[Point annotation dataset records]
-- begin --
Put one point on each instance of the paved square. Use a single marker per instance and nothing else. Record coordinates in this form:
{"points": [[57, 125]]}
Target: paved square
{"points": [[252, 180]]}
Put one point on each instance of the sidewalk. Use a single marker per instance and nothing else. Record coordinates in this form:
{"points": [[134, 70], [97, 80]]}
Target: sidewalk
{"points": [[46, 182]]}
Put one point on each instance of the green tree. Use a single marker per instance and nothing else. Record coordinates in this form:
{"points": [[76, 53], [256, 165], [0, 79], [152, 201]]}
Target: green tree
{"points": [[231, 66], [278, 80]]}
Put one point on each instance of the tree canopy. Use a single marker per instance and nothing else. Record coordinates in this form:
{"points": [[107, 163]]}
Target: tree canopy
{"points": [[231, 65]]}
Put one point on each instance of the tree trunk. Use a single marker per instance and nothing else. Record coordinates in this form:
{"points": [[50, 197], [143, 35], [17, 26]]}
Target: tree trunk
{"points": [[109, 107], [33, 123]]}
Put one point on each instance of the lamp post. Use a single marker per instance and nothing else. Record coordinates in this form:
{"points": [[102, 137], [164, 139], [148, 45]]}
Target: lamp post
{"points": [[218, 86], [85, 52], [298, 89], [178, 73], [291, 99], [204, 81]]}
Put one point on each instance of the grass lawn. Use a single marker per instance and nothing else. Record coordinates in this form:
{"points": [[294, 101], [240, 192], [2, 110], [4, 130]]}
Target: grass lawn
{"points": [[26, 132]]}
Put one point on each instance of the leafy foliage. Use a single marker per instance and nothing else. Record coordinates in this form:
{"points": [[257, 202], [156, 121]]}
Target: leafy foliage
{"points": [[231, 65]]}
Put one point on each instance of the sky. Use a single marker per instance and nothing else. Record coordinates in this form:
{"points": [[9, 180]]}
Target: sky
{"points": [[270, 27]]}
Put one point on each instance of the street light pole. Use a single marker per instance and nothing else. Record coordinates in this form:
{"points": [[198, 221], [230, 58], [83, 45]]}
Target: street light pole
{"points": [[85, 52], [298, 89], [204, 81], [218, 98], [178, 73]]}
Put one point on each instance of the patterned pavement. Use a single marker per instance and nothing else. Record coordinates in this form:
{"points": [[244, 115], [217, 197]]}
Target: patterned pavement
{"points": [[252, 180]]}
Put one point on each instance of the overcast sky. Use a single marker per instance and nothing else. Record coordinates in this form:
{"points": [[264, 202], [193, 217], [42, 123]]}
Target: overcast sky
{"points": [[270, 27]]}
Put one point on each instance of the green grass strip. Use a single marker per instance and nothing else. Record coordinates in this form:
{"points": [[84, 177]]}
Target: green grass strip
-- end --
» **TASK STATEMENT**
Rewrite the whole listing above, replacing every occurrence of "a single marker" with "one marker" and leaving everything else unchanged.

» **RESULT OF THE TASK**
Put one point on each instance of the paved square. Use one marker per instance and nothing else. Record coordinates in this form:
{"points": [[57, 125]]}
Target: paved square
{"points": [[252, 180]]}
Put one point on each instance of the sidewalk. Use one marker per instance and nothing else. Record coordinates in this form:
{"points": [[134, 70], [97, 80]]}
Target: sidewalk
{"points": [[46, 182]]}
Put one point on each instance of the green tree. Use one marker per instance and nothing else. Record coordinates in this form:
{"points": [[76, 53], [256, 165], [0, 79], [152, 201]]}
Target: green tree
{"points": [[231, 66], [278, 80]]}
Put one point on each instance of the tree canopy. Use one marker per instance and nothing else. Record coordinates in this form:
{"points": [[107, 163]]}
Target: tree canopy
{"points": [[231, 65]]}
Put one point on each instance of the tree trunk. Use one marker per instance and nothing else. Record coordinates in this form:
{"points": [[50, 197], [143, 35], [17, 26]]}
Target: tree trunk
{"points": [[109, 107], [33, 123]]}
Put one point on each instance of the lamp post. Use one marker per instance and nothing else. Record coordinates in this form:
{"points": [[102, 137], [164, 139], [148, 45]]}
Target: lamp post
{"points": [[218, 86], [85, 52], [298, 89], [178, 73], [291, 99], [204, 81]]}
Put one point on each instance of the grass lawn. Use one marker per instance and nothing else. Record coordinates in this form:
{"points": [[294, 101], [240, 192], [2, 110], [4, 130]]}
Target: grass lawn
{"points": [[26, 132]]}
Put one point on each instance of the leafy foliage. Use one marker per instance and nothing else. Record coordinates in this form:
{"points": [[257, 202], [156, 121]]}
Target: leafy foliage
{"points": [[231, 65]]}
Put one point on each instance of the sky. Use one marker per instance and nothing else. Record coordinates in this form:
{"points": [[9, 180]]}
Target: sky
{"points": [[270, 27]]}
Put one point on each instance of the street light pole. Use one marker per instance and nothing else. Record coordinates in this form:
{"points": [[198, 221], [230, 58], [83, 45]]}
Target: street light pole
{"points": [[85, 52], [298, 89], [204, 81], [218, 98], [178, 73]]}
Put one point on each instance of the patterned pavement. Use one marker per instance and nothing else. Record coordinates in this form:
{"points": [[244, 115], [217, 197]]}
Target: patterned pavement
{"points": [[252, 180]]}
Put one point on each instance of the overcast sky. Use one marker per instance and nothing else. Record coordinates in this form:
{"points": [[264, 202], [193, 217], [42, 123]]}
Target: overcast sky
{"points": [[270, 27]]}
Put one point on each instance of the green grass strip. Use one marker per instance and nothing else. Record coordinates in this form:
{"points": [[84, 177]]}
Target: green grass strip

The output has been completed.